▸ Working data:
"""

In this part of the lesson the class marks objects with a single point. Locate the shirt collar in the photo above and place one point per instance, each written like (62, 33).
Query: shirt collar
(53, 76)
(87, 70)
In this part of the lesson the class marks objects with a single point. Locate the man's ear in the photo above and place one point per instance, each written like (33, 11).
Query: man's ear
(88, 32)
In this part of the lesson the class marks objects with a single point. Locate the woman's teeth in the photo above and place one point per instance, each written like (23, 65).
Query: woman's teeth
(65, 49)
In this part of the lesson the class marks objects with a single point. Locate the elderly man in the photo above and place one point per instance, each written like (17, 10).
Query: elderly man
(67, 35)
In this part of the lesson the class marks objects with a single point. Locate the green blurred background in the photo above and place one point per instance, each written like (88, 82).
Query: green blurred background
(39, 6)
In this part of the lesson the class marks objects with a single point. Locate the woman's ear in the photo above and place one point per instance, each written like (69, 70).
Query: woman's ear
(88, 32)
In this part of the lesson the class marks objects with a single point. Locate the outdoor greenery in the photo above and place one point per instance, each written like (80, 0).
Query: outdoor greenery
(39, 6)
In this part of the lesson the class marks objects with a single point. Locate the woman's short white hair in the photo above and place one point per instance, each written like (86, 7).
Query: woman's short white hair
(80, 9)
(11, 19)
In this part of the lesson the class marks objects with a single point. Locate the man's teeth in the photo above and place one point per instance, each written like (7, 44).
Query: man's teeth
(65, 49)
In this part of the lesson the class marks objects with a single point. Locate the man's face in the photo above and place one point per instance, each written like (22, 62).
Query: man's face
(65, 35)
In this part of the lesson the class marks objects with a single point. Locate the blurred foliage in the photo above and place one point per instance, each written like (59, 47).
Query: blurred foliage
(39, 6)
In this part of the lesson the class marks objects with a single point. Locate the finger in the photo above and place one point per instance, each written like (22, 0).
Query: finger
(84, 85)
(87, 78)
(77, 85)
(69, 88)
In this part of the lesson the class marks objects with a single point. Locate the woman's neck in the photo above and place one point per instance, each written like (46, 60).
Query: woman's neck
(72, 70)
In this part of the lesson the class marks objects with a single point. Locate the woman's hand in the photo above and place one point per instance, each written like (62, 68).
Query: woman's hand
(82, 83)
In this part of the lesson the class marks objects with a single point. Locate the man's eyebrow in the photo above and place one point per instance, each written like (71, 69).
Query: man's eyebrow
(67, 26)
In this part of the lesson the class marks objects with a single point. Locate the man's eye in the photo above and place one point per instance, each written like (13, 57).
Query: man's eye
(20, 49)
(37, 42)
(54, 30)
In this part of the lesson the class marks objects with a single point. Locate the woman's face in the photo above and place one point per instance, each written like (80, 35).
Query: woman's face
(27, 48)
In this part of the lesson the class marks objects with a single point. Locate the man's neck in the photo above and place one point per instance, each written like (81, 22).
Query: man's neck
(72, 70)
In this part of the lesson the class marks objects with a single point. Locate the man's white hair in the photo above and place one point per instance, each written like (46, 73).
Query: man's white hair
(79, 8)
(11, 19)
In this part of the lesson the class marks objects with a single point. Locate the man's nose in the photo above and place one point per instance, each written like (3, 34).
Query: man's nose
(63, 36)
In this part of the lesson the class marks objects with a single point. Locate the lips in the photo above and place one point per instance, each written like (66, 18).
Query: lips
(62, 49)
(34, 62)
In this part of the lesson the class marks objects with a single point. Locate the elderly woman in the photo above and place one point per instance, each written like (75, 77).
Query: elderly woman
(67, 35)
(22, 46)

"""

Copy the records above exactly, leaving nothing out.

In this part of the lesson the class marks objects with a single point. Locate the shirt collar in the photo above and place one point per instance, each written like (62, 33).
Query: shirt collar
(53, 76)
(87, 70)
In this part of the lesson the class marks objects with a single point. Locate the man's ear in the photo above and place one point per instance, each written like (33, 11).
Query: man's ear
(88, 32)
In this part of the lesson the class marks objects with a single point. Locate the woman's teeth in the photo above and place one point per instance, each written like (23, 65).
Query: woman's teeth
(65, 49)
In this part of the lesson the class marks objects with a single point. Locate the elderly man in the photo above and place one point per instance, each written like (17, 10).
Query: elderly man
(67, 35)
In this part of the lesson the class marks objects with a single point. Locate the green blurred background in the photo above and place one point per instance, each written like (88, 82).
Query: green blurred background
(39, 6)
In this part of the lesson the class marks objects with a single point. Locate the woman's ear in the photo above and place one point per instance, each written like (69, 70).
Query: woman's ear
(88, 32)
In this part of the lesson the class marks objects with a single point. Locate the outdoor greenery in the photo above and place one point per instance, each written like (80, 0).
Query: outdoor greenery
(39, 6)
In this part of the lesson the class marks objects with a single point. Locate the woman's short white hair in the photo above and place one point per instance, each written like (86, 7).
Query: woman's short white hair
(80, 9)
(11, 19)
In this part of the lesson the class marks objects with a single point. Locate the man's teeth in the photo above and place one point per instance, each written like (7, 44).
Query: man's teeth
(65, 49)
In this part of the lesson the class marks objects with a single point. Locate the man's face in the photo above and place one point per instance, each written like (22, 62).
Query: man's face
(65, 35)
In this part of the lesson the class marks objects with a single point. Locate the blurred foliage in the photo above and place one point per instance, each written like (59, 47).
Query: blurred foliage
(39, 6)
In this part of the lesson the class marks objects with a single point. Locate the finger in the photo above and place one point per instance, each written like (22, 0).
Query: finger
(84, 85)
(87, 78)
(77, 85)
(69, 88)
In this part of the lesson the class marks objects with a single point. Locate the woman's neck in the photo above and place one point per instance, each written like (46, 60).
Query: woman's neck
(72, 70)
In this part of the lesson the class marks objects with a single point. Locate the woman's hand in the photo above and place one point per instance, each written like (62, 68).
Query: woman's hand
(82, 83)
In this part of the lesson the class marks objects with a single point. Locate the man's eyebrow in the photo above and place one point per instance, each written like (71, 69).
Query: man's eyebrow
(67, 26)
In this part of the lesson the class marks objects with a single point. Locate the man's eye in the photo above and place one point per instance, each written like (13, 57).
Query: man's eye
(20, 49)
(37, 42)
(54, 30)
In this part of the lesson the class marks objects with a single point. Locate the woman's face in the photo above and place one point per instance, each written like (80, 35).
Query: woman's face
(27, 48)
In this part of the lesson the class marks objects with a single point. Locate the man's neck in the photo above and place one point per instance, each written like (81, 22).
Query: man's neck
(72, 70)
In this part of the lesson the class marks objects with a single point. Locate the man's white hair in the photo above and place one point per instance, each written like (46, 73).
Query: man's white hair
(79, 8)
(11, 19)
In this part of the lesson the class marks objects with a single point. Locate the man's nose in the photo above and place one point per instance, each written like (3, 34).
Query: man's nose
(63, 36)
In this part of the lesson the class marks objects with a single point. Locate the lips in the photo above and place one point per instance, each written like (66, 18).
Query: lips
(62, 49)
(34, 62)
In this part of the lesson the class marks objects with a single point. Locate the elderly woman in the photo above and place one point per instance, each written like (75, 77).
Query: elderly woman
(67, 35)
(22, 46)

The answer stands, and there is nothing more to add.